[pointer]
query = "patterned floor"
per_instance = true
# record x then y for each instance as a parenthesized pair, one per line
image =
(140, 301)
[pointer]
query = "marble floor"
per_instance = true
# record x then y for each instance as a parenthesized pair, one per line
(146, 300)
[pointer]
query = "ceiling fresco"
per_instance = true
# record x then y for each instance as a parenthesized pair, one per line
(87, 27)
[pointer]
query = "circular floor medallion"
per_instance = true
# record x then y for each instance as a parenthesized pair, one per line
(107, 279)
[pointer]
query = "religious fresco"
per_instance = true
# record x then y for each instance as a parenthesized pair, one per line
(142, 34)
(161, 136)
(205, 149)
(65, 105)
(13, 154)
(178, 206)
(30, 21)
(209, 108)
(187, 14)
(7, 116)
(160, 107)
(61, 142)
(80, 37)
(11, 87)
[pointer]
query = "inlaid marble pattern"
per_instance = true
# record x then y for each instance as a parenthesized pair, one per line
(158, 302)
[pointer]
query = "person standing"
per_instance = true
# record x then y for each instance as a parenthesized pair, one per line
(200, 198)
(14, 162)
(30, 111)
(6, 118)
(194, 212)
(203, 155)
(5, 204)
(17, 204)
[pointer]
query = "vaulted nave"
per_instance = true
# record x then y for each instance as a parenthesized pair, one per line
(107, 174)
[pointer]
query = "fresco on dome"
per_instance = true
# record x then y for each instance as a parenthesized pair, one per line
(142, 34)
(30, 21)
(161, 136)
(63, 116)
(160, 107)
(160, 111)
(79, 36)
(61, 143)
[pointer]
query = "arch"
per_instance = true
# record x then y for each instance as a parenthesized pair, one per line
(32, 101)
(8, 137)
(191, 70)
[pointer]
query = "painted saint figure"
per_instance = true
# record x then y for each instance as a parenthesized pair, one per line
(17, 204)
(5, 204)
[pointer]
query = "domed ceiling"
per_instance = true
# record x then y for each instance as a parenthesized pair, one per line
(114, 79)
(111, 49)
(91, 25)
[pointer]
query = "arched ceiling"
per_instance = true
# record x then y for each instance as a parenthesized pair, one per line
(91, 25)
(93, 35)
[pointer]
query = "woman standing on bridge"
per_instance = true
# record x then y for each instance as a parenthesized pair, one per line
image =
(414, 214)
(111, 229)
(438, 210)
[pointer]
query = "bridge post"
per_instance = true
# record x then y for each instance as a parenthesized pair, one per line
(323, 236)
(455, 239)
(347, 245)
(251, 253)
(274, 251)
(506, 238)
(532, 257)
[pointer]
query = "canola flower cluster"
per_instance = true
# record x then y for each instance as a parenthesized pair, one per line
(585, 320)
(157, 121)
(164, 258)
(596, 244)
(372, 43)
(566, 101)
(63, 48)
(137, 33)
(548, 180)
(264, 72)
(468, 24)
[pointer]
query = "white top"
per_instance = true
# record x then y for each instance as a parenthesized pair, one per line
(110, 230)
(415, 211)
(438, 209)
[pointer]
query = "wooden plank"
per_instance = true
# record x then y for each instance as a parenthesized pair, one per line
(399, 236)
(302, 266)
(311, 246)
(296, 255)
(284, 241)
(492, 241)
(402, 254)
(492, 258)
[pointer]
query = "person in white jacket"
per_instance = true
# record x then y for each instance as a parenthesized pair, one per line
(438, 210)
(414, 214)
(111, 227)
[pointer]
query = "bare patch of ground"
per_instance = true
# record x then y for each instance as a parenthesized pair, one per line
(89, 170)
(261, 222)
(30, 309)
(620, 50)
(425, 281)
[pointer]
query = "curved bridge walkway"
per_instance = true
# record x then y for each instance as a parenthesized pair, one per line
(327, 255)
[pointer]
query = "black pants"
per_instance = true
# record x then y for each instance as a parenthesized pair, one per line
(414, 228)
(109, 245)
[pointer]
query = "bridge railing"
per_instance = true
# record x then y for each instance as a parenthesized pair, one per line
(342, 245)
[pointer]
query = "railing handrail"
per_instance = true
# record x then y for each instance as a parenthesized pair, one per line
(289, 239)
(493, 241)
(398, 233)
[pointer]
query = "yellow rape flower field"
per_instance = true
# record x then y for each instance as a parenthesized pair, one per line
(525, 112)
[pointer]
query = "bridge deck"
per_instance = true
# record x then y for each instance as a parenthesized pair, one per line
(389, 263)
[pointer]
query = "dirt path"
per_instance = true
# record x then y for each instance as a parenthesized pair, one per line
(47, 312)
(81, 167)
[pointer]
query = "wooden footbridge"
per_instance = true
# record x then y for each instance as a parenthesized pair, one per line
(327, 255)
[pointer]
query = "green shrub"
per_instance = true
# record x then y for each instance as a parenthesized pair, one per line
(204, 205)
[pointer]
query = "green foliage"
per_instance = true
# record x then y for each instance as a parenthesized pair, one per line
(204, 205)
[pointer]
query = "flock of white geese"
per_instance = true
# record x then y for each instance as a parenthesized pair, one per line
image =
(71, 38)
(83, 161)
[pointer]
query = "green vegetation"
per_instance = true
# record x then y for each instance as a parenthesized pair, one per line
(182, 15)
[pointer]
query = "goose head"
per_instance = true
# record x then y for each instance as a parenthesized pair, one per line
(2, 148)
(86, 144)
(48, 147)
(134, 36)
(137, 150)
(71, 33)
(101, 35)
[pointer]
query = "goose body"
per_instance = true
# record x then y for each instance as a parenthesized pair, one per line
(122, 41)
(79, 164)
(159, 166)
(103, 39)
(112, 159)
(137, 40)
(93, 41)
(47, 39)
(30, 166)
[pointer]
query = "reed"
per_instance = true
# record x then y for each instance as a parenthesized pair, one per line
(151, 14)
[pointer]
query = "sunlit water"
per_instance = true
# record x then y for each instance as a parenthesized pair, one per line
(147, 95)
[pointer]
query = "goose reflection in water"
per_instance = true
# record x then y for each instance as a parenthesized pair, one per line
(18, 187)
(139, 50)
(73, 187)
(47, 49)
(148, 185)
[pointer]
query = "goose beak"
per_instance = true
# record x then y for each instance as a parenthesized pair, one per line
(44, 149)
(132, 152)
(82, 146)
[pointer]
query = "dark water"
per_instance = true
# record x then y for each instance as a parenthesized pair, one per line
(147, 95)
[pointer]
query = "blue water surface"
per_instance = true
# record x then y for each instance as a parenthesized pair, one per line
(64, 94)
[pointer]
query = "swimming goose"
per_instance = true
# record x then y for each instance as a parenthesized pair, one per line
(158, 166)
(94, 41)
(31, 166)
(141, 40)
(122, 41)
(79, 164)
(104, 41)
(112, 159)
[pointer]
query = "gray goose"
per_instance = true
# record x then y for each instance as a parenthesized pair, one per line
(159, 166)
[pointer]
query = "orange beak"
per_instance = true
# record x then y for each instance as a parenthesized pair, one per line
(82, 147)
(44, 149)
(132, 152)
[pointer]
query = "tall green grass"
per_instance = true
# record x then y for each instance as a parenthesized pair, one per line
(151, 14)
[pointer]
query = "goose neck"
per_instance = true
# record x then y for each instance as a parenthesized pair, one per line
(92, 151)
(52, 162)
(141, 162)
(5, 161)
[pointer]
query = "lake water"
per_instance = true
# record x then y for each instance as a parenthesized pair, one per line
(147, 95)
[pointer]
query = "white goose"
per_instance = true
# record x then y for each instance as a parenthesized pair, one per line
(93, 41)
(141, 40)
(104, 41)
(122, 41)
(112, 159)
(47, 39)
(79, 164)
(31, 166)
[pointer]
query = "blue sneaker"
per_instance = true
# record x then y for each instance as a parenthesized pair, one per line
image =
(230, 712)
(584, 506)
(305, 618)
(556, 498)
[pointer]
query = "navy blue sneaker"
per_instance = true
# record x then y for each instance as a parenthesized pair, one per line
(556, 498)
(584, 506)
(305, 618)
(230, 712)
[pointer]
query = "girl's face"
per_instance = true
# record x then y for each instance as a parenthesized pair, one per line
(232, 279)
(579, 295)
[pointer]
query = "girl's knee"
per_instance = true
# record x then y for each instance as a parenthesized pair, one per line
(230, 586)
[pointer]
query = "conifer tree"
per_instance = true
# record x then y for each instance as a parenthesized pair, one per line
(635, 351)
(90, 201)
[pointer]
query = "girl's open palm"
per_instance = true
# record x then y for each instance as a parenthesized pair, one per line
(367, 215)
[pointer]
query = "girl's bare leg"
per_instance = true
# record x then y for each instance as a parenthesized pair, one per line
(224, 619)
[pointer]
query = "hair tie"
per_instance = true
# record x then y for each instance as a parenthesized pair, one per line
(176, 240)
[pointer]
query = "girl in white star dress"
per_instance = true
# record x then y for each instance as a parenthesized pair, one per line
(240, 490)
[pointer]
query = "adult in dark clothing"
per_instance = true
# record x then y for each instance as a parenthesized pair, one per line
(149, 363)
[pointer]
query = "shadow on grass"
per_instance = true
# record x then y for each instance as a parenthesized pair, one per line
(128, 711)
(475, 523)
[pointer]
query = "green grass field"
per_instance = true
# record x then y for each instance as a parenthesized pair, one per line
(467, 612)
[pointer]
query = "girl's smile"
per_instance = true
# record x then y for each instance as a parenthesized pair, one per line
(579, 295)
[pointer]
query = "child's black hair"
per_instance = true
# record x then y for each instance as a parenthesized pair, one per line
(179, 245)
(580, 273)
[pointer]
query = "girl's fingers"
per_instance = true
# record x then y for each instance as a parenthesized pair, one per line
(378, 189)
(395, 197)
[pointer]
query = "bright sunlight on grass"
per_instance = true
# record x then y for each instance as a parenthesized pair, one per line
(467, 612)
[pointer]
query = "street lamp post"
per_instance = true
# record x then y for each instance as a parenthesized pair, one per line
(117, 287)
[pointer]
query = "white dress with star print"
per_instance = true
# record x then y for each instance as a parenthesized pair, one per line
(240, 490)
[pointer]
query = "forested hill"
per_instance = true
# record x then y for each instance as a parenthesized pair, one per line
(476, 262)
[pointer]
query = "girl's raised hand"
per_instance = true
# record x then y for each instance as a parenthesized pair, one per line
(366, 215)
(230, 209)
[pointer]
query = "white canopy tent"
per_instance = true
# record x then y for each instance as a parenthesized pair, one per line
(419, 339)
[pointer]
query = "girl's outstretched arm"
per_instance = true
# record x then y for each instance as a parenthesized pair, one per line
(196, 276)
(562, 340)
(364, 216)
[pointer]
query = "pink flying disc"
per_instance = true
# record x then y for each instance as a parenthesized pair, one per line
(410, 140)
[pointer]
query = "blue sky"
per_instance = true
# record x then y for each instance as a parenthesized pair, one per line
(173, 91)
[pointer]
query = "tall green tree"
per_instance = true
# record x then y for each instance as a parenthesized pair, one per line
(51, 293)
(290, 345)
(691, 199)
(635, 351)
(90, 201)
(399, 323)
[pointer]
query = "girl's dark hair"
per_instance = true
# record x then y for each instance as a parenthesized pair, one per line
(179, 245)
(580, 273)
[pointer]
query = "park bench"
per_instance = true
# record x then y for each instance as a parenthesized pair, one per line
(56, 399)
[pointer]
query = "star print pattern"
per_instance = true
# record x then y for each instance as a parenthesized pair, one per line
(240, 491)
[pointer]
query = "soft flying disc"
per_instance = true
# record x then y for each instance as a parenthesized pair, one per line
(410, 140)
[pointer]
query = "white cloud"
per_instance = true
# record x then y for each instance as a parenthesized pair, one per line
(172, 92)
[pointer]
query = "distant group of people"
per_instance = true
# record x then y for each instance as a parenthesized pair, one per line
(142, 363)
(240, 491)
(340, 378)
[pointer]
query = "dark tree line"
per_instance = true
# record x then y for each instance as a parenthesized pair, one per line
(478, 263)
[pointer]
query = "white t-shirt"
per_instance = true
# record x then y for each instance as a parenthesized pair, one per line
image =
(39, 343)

● ● ● ● ●

*Task goal*.
Report how many lines of the records contain the word "hair". Give only the number.

*Written solution*.
3